## Set exercise
The listing must be reproduced in full, exactly as it stands.
---------- Dataset entries ----------
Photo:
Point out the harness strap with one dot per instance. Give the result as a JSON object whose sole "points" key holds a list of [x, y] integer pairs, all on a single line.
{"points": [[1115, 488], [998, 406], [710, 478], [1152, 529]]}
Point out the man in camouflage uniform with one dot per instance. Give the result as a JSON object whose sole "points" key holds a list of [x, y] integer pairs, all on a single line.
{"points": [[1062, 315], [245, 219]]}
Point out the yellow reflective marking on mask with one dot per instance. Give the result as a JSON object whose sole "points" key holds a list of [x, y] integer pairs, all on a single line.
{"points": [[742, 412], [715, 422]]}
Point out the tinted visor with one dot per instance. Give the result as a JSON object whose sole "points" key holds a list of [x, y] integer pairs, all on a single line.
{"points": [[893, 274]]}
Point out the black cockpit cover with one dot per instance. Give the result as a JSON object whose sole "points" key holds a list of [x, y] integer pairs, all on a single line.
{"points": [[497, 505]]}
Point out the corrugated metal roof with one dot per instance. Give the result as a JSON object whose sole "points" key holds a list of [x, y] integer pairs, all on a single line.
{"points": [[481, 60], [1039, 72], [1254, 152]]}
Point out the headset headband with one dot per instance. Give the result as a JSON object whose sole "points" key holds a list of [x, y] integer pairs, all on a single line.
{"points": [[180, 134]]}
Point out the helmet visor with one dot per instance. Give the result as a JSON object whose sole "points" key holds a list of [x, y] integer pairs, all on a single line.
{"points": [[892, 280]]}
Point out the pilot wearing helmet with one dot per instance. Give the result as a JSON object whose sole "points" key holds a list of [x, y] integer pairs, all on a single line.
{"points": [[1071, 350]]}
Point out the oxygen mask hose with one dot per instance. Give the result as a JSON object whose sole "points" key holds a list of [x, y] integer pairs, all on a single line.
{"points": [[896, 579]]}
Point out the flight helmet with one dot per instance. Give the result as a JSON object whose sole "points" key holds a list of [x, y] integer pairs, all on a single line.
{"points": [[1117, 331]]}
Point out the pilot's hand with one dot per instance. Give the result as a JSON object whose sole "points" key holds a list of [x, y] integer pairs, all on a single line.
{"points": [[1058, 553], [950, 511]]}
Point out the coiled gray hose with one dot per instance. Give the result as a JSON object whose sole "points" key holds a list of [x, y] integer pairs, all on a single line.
----------
## Written answer
Photo:
Point out the harness strap with one dot per instance. Give the result as a JSON object whose sole "points" key holds a list of [x, y] integer pairs, all on a single line.
{"points": [[1115, 488], [998, 406], [710, 478], [1152, 529]]}
Point out the man in camouflage uniform with one dot per instance. Give the result as a JSON object whose sole "points" key holds a list of [x, y] integer pairs, all on a single line.
{"points": [[1062, 315], [245, 219]]}
Point out the yellow reflective marking on mask with one dot per instance. Give the result as a JSON object whose sole "points" key holds a list of [x, y] integer pairs, all on a single line.
{"points": [[742, 412], [715, 422]]}
Point out the tinted visor with one dot per instance. Give the result as a JSON object whose sole "points" key holds a list of [x, y] integer pairs, all on a single line.
{"points": [[893, 274]]}
Point out the black cockpit cover with one dot per instance. Give the result as a JSON object whose sole "points" key holds a list of [x, y] integer pairs, all on a single line.
{"points": [[497, 505]]}
Point out the corrugated metal roof with one dot per instance. Give the result as a JSON object whose sole "points" key holds a list of [x, y] integer pairs, all on a single line.
{"points": [[481, 60], [1039, 72], [1254, 152]]}
Point out the headset headband with one dot per instance. Give the result as a JSON object whose sole "points" key holds a list of [x, y] integer pairs, all on a single line.
{"points": [[180, 134]]}
Point out the helmet visor with one dot per instance. Give the result as a JSON object whose sole "points" key holds a list of [x, y] integer pairs, all on a single line.
{"points": [[892, 280]]}
Point out the pilot wearing helmet with one dot per instance. Give the result as a JSON object whose sole "points" key holds a list of [x, y] integer pairs, all on a single line.
{"points": [[1071, 350]]}
Point out the oxygen mask hose with one dot per instance. Give the result as a JSON object whose sole "points" key holds a list of [x, y] integer pairs, all on a single line.
{"points": [[896, 579]]}
Point out the flight helmet with one dot per instance. Give the result as a JSON object whose sole "points" key holds a list of [x, y] integer pairs, all on a single line.
{"points": [[1117, 331]]}
Point out the pilot's hand with one dot per instance. Give the result as a JSON object whose sole "points" key holds a list of [x, y] integer pairs, all on a single line.
{"points": [[1058, 553], [950, 511]]}
Point out the coiled gray hose with one dot per instance. Give the result as a JSON object whose sole "points" key holds a list of [x, y] integer pairs, all on a single line.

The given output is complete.